- Extract to read -
+ + + +
BookmarkSubscribeRSS Feed
🔒 This topic is solved and locked. Need further help from the community? Please sign in and ask a new question.
A_SAS_Man
Pyrite | Level 9

I am trying to transpose data in SAS from a long format to a wide format. The problem I'm having is that I have multiple columns that I'm trying to transpose. I have a few example datasets below to demonstrate what I'm trying to do. The actual dataset I'm doing this on is going to be very large, I think one way to handle this could be to tranpose individual columns and then merge at the end, but the dataset I'm going to be doing this on is going to be significantly larger (tens of thousands of columns), so this will be pretty unfeasible.

 

Below is the data format I'm starting with:

data current_state;
input id $ att_1 $ att_2 $ att_3 $ att_4 $ att_5 $ Dollars;
datalines;
1 d234 d463 d213 d678 d435 50
2 d213 d690 d360 d145 d269 25
3 d409 d231 d463 d690 d609 10
;

 Here is my desired data format:

data desired_state;
input id $ d145 $ d213 $ d231 $ d234 $ d269 $ d360 $ d409 $ d435 $ d463 $ d609 $ d678 $ d690;
datalines;
1 0 50 0 50 0 0 0 50 0 0 50 0
2 25 25 0 0 25 25 0 0 0 0 0 25
3 0 0 10 0 0 0 10 0 10 10 0 10
;

Is there a concise way to do this that I'm missing?
+ + + +
Source records:
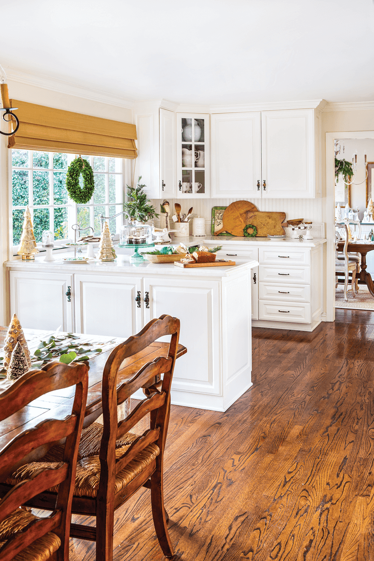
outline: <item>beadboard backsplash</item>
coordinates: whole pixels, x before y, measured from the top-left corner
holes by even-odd
[[[193,213],[204,217],[209,223],[211,220],[213,206],[228,206],[239,199],[169,199],[170,209],[174,210],[174,203],[179,203],[182,213],[186,213],[193,207]],[[256,199],[251,201],[258,210],[267,212],[285,212],[286,220],[303,218],[310,222],[322,222],[324,219],[323,199]],[[152,199],[152,204],[159,213],[162,199]]]

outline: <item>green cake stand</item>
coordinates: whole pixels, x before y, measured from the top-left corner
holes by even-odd
[[[126,249],[134,249],[135,252],[130,257],[130,263],[139,265],[144,261],[142,255],[140,255],[138,251],[140,249],[148,249],[154,247],[154,243],[118,243],[118,247],[126,247]]]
+ + + +
- Short exercise 1 -
According to the SAS transposing post, roughly how many columns will the actual dataset have?
- Short exercise 2 -
List every variable named in the input statement of the current_state data step in the SAS transposing post.

- Exercise result 1 -
Tens of thousands of columns.

- Exercise result 2 -
id, att_1, att_2, att_3, att_4, att_5, Dollars